EXCERPTED TEXT:
** Start **

Reputation: 48490
Trying to understand some fundamentals in Cassandra, I was under the impression that one of the advantages a developer can take in designing a data model is by dynamically adding columns to a row identified by a key. That means I can model my data so that if it makes sense, a key can be something such as a user_id from a relational database, and I can for example, create arbitrary amounts of columns that relate to that user.
What I'm not understanding is why there is so much emphasis to predefined columns in CLQ examples, particularly in the CREATE TABLE/COLUMNFAMILY examples:
CREATE TABLE emp (
empID int,
deptID int,
first_name varchar,
last_name varchar,
PRIMARY KEY (empID, deptID)
);
Wouldn't this type of model make more sense to just stuff into a relational database? What if I don't know my column name until runtime and need to dynamically create it? Do I have to use ALTER TABLE to add a new column to the row using CLQ? The particular app use-case I have in mind I would just need a key identifier and arbitrary column names where the column name might include a timestamp+variable_identifier.
Is Cassandra the right tool for that? Are the predefined columns in documentation nothing more than an example? How does one add a dynamic column name with an existing column family/table?
Upvotes: 3
Views: 3385
Reputation: 19377
My answer from the mailing list:
Schemalessness is not a fundemental concept to Cassandra, at all. You're probably suffering from too much exposure to document databases. Experience has shown that having schema to say "email column is text, and birth date column is a timestamp" is very useful as projects and teams grow.
There's nothing wrong with the relational model per se (subject to the usual explanation about needing to denormalize to scale). Cassandra is about making applications scale, not throwing the SQL baby out with the bathwater for the sake of being different.

** End **

RECORDS SUPPLIED:
** Start **

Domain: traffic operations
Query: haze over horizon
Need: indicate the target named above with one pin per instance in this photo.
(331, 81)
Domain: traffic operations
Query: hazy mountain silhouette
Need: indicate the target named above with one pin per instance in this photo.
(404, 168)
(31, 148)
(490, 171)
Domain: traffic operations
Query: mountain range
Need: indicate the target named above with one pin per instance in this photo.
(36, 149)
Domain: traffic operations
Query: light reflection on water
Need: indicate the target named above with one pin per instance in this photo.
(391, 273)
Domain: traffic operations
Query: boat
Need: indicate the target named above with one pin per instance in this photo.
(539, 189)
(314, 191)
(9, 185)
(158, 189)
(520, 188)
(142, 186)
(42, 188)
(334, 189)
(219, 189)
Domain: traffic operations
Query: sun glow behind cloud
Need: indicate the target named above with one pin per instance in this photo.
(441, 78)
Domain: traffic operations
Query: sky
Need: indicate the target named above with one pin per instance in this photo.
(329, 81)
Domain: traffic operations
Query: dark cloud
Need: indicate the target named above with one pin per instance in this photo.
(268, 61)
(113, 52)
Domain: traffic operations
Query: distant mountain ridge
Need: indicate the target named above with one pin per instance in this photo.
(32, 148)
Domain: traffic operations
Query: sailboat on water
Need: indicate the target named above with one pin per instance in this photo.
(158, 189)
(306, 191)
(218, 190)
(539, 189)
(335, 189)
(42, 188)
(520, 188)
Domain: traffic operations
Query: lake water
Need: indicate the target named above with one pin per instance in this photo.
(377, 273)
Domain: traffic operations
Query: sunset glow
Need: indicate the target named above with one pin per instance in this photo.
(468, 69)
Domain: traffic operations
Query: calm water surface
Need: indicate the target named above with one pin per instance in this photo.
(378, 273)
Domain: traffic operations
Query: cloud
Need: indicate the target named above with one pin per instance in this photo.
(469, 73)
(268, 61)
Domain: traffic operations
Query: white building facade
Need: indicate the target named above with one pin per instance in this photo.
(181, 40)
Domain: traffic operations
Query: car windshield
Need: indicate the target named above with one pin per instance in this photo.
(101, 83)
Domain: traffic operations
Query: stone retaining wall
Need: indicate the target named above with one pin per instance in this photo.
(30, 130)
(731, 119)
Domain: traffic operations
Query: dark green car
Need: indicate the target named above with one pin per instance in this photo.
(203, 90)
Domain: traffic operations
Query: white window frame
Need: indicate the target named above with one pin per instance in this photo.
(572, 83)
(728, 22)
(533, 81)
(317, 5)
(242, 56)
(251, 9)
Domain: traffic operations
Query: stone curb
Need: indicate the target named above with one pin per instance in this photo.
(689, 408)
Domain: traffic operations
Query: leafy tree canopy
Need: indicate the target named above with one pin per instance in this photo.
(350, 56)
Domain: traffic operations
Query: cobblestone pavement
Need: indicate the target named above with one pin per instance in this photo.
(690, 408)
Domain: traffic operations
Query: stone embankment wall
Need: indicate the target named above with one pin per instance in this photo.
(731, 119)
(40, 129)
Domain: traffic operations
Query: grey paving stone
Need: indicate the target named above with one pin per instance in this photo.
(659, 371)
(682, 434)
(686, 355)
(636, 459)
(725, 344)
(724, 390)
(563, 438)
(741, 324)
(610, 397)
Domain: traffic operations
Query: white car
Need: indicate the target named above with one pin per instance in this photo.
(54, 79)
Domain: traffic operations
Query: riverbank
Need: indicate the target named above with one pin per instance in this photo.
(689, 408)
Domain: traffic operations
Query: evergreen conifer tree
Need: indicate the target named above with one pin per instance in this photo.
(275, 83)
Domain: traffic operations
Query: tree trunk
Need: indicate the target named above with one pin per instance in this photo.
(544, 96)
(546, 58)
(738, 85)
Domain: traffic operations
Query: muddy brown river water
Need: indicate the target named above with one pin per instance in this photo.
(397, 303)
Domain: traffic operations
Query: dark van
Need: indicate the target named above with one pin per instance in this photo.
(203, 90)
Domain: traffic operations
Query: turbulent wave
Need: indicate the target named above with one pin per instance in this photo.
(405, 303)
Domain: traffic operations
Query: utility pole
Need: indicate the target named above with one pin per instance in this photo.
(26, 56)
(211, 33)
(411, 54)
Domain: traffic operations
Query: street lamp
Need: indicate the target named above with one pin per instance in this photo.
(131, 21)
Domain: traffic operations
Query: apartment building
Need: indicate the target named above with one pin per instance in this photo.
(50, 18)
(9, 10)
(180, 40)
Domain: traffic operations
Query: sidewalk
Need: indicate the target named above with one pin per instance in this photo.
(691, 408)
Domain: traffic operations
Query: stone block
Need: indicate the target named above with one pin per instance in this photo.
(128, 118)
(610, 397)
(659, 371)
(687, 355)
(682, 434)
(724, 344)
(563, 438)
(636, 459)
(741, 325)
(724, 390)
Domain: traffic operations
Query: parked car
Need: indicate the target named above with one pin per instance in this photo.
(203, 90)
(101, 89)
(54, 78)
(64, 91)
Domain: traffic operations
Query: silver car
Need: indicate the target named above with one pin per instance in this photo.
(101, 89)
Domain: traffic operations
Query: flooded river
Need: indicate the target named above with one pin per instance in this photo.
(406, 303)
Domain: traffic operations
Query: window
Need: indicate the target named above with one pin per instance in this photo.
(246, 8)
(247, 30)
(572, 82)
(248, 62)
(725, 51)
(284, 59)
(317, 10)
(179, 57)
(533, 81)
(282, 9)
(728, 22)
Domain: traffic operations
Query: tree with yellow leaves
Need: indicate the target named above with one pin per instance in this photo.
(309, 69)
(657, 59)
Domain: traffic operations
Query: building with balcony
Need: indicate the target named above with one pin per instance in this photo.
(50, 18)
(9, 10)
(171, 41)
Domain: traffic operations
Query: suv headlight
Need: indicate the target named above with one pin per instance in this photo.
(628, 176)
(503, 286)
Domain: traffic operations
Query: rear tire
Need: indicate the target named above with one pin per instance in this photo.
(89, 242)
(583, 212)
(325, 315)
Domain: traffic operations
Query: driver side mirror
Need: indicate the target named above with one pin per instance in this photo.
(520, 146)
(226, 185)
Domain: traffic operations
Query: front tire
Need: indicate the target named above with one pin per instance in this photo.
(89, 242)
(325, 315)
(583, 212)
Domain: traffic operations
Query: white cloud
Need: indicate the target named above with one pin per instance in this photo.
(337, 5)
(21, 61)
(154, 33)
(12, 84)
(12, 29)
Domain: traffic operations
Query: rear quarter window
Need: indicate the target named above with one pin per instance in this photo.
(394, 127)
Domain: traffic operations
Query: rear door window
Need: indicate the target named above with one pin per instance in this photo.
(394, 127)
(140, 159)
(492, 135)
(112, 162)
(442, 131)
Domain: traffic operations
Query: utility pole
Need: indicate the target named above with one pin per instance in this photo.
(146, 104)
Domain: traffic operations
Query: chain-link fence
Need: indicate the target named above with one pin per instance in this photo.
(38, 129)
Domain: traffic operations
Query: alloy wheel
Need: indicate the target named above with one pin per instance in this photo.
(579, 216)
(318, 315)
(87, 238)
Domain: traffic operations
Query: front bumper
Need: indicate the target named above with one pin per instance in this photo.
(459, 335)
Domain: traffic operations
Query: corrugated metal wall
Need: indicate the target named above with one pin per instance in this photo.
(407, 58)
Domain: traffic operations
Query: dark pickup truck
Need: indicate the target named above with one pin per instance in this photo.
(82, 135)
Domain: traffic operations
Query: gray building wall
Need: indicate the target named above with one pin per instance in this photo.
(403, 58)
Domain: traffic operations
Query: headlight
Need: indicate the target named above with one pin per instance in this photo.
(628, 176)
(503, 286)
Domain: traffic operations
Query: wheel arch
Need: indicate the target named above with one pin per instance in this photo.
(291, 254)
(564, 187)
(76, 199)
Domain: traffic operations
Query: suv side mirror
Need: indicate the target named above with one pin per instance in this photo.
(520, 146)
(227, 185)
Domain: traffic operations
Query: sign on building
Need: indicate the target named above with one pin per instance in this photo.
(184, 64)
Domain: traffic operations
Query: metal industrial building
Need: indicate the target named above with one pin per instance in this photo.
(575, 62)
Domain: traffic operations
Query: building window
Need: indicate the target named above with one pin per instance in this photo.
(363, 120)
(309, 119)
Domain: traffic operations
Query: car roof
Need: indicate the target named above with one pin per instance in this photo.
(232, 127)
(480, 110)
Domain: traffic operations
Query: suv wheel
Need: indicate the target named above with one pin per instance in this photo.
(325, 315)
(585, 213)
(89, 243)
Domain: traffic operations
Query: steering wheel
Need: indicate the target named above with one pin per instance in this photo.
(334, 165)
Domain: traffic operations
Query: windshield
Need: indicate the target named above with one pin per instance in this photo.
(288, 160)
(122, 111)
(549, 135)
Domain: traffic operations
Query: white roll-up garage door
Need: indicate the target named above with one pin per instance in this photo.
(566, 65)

** End **

WHAT YOU WILL DO:
Continue the forum thread above about dynamic columns in Cassandra, starting right after its last sentence.

ANSWER:
That said, if you really don't know what kinds of attributes might apply (generally because they are user-generated) you can use a Map.
Upvotes: 1
Reputation: 14173
Do I have to use ALTER TABLE to add a new column to the row using CLQ?
Yes, the schema must be defined before you can insert into 'new columns'. However you could define 1 column that is a collection of data. Look at the 'tag' example in datastax's 'thrift to cql upgrade' blog under mixing dynamic and static columns.
How does one add a dynamic column name with an existing column family/table?
In CQL you have to first alter the structure of the table (column family) using the ALTER
keyword. My guess is that this is to ensure that column families contain the specified columns eliminating the chance of a column being added by mistake (better data quality).
Is Cassandra the right tool for that?
I think it is, but if you need to add columns on-the-fly without specifying schema altering statements then you should probably look into thrift based APIs which can do that, but just a friendly warning, datastax advise that new applications use CQL.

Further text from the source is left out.